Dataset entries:
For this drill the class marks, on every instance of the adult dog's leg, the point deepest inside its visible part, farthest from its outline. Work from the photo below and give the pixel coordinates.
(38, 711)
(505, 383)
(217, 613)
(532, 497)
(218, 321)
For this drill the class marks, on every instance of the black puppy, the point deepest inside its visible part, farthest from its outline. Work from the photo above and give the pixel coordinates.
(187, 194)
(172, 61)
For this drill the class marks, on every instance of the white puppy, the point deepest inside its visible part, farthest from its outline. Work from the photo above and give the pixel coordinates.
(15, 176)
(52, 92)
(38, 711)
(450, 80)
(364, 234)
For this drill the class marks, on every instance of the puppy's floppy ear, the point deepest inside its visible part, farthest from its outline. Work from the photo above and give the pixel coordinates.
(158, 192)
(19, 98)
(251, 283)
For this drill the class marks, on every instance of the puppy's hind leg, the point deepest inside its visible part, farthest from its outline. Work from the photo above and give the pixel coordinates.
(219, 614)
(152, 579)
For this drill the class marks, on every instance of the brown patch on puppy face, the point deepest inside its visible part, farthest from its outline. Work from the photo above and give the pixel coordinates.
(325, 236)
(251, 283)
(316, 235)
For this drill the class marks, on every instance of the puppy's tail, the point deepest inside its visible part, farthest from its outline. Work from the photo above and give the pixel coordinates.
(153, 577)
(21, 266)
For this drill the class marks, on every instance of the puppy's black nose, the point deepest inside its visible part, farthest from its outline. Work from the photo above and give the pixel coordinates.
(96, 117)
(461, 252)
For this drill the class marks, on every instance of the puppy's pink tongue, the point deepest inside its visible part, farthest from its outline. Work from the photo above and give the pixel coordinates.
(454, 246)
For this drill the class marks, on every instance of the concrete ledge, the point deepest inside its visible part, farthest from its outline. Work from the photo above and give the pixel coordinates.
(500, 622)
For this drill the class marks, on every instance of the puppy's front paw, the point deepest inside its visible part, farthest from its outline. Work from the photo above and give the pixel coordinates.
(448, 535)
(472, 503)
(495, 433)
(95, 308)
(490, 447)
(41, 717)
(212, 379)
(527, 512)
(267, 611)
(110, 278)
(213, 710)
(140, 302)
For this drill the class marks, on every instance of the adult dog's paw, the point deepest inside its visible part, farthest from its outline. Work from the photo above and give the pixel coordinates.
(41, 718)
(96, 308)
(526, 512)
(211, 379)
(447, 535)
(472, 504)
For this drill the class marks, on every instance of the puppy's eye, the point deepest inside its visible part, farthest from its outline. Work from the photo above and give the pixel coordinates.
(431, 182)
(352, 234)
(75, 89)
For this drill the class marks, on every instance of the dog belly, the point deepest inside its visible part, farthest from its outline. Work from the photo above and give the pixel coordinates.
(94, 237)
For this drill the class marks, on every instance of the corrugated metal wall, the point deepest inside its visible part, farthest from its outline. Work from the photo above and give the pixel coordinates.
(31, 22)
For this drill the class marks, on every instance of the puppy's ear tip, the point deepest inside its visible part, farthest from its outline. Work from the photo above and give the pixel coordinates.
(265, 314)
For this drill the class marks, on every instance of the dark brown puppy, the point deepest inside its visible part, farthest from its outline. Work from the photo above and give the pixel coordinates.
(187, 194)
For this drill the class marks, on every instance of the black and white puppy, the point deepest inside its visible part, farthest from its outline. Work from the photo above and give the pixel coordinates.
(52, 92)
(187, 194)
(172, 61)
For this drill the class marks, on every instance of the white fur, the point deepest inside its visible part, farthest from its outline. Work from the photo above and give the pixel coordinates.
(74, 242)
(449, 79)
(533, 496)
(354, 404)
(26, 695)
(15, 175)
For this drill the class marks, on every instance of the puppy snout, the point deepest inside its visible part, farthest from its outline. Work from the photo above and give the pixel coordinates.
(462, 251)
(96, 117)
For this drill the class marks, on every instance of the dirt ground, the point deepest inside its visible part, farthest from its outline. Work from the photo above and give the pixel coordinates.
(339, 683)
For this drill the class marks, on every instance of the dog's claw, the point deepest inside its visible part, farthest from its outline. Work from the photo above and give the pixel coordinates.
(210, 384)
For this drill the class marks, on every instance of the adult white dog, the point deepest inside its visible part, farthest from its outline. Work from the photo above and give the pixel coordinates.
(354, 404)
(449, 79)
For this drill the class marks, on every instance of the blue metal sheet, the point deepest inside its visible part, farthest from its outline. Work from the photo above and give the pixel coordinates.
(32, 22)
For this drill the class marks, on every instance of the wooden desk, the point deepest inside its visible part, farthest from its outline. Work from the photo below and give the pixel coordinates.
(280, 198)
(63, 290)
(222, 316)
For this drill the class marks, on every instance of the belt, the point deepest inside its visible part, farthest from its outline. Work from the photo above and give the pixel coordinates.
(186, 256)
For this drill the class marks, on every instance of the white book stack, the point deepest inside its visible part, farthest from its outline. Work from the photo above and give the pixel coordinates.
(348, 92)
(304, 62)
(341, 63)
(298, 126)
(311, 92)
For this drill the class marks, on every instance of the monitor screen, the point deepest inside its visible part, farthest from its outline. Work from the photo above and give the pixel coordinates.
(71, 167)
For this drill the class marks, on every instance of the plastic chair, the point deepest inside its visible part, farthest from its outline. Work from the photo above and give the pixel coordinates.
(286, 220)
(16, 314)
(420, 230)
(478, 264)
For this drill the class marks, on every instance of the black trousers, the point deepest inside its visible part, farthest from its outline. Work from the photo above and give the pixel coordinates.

Problem to solve:
Reproduce the data, keeping every line exactly the same.

Written answer:
For this drill the class marks, on every instance of the adult dog's leg, the point deepest inside its visible part, farthest from its outline. Work from the photo below and give the pixel coordinates.
(38, 711)
(505, 383)
(217, 613)
(532, 497)
(218, 321)
For this drill the class marks, on every instance of the black puppy, the point deepest inside its visible part, farthest from its outline. Work from the photo above and give the pixel coordinates.
(187, 194)
(172, 61)
For this drill the class marks, on every instance of the white puppy, the point deepest inside its visible part, farthest from its outline. Work from the photo above and give the pixel coordinates.
(15, 176)
(52, 92)
(38, 711)
(450, 80)
(364, 234)
For this drill the class marks, on every instance of the puppy's floppy ear, the point deepest inside its visible part, farthest from its outline. Work from the photo above and give the pixel coordinates.
(158, 192)
(19, 98)
(251, 283)
For this drill the class marks, on every instance of the puppy's hind leg, the point deepest inside its visible part, farthest from its outline. Work from the photo above and give the pixel coordinates.
(219, 614)
(152, 579)
For this drill the class marks, on every instance of the brown patch on puppy face, the point deepest inside its visible part, farthest from its outline. Work from the photo above and give the pixel coordinates.
(325, 236)
(251, 283)
(316, 235)
For this drill the class marks, on every instance of the puppy's tail, the point deepest inside its visible part, farthest from its outline. Work from the photo above and give the pixel coordinates.
(153, 577)
(21, 266)
For this drill the class marks, on every instance of the puppy's black nose, the point deepest inside its visible part, farthest from its outline. Work from the photo above and give the pixel coordinates.
(96, 117)
(461, 252)
For this drill the class marks, on every instance of the puppy's pink tongue, the point deepest inside its visible part, farthest from its outline. Work from the photo above and give the pixel coordinates.
(454, 246)
For this drill the class marks, on every instance of the concrete ledge, the point deepest inside its visible part, farthest from its outline. Work from the photo above and give the pixel coordinates.
(500, 622)
For this drill the class marks, on every instance of the puppy's front paw, the point deepest inside its visible part, farthest from its outline. Work from the photo above and give the pixel coordinates.
(448, 535)
(472, 503)
(495, 433)
(95, 308)
(490, 447)
(41, 717)
(212, 379)
(527, 512)
(267, 611)
(110, 278)
(213, 710)
(140, 302)
For this drill the class marks, on every instance of the adult dog's paw, the point deepest inside its visible part, farthest from its outline. Work from the photo above and give the pixel coordinates.
(41, 718)
(96, 308)
(526, 512)
(211, 379)
(447, 535)
(472, 504)
For this drill the class marks, on every instance of the puppy's eye, the point deepest inside its visible part, farthest from its outline. Work from the photo above and give the pixel coordinates.
(431, 182)
(352, 234)
(75, 89)
For this drill the class marks, on every instance of the dog belly, the point deepest inside its visible part, farthest from its outline. Work from the photo above and give the pixel coordinates.
(94, 237)
For this drill the class marks, on every instance of the corrugated metal wall, the point deepest inside its visible part, farthest from its outline. Work from the photo above and give the pixel coordinates.
(31, 22)
For this drill the class marks, on every instance of the puppy's ear tip, the point deepest inside its visible part, farthest from its outline. Work from the photo above and give the pixel coordinates.
(265, 314)
For this drill the class marks, on every instance of the dark brown puppy, the point deepest inside its visible part, farthest from its outline. Work from the photo above and give the pixel coordinates.
(187, 194)
For this drill the class marks, on every instance of the black and white puppy, the point deepest inside its visible part, farthest from its outline. Work from the photo above and give the pixel coordinates.
(52, 92)
(187, 194)
(172, 61)
For this drill the class marks, on every instance of the white fur, the point deepest inside its visible part, farthest from its outline. Work from the photo above and give the pixel coordinates.
(74, 242)
(449, 79)
(533, 496)
(354, 404)
(26, 695)
(15, 175)
For this drill the class marks, on every instance of the puppy snout, the point deepest inside its visible part, farthest from its outline. Work from the photo above and give the pixel coordinates.
(462, 251)
(96, 117)
For this drill the class marks, on every instance of the dirt ground, the point deepest inside its visible part, farthest from its outline. Work from the photo above and give the pixel coordinates.
(339, 683)
For this drill the class marks, on every instance of the dog's claw, the point deepest inside its visible part, farthest from its outline. Work from the photo above and give the pixel coordinates.
(210, 384)
For this drill the class marks, on every instance of the adult white dog, the point deepest inside its visible part, farthest from its outline. Work from the photo above and give the pixel coordinates.
(354, 404)
(449, 79)
For this drill the class marks, on every instance of the blue metal sheet, the point deepest inside its visible part, farthest from its outline. Work from the photo above and give the pixel coordinates.
(32, 22)
For this drill the class marks, on every instance of the wooden desk, the point deepest inside its visible part, farthest from its outline. Work from the photo below and give the pixel coordinates.
(280, 198)
(63, 290)
(222, 316)
For this drill the class marks, on every instance of the belt, the point deepest inside its visible part, farthest from its outline. Work from the photo above and give the pixel coordinates.
(186, 256)
For this drill the class marks, on every instance of the white book stack, the point deepest inside its visible part, farthest from its outline. Work from the photo above and give the pixel coordinates.
(348, 92)
(304, 62)
(341, 63)
(298, 126)
(311, 92)
For this drill the class marks, on every instance of the monitor screen, the point deepest inside its visible part, farthest from its outline. Work from the photo above and give the pixel coordinates.
(71, 167)
For this drill the class marks, on every instance of the plastic chair, the point deepest inside its visible part, farthest from its outline. Work from the photo above and give the pixel coordinates.
(286, 220)
(16, 314)
(420, 230)
(478, 264)
For this drill the class marks, on every instance of the black trousers, the point deepest inside its visible part, farthest from its outline. Work from the photo above and give the pixel coordinates.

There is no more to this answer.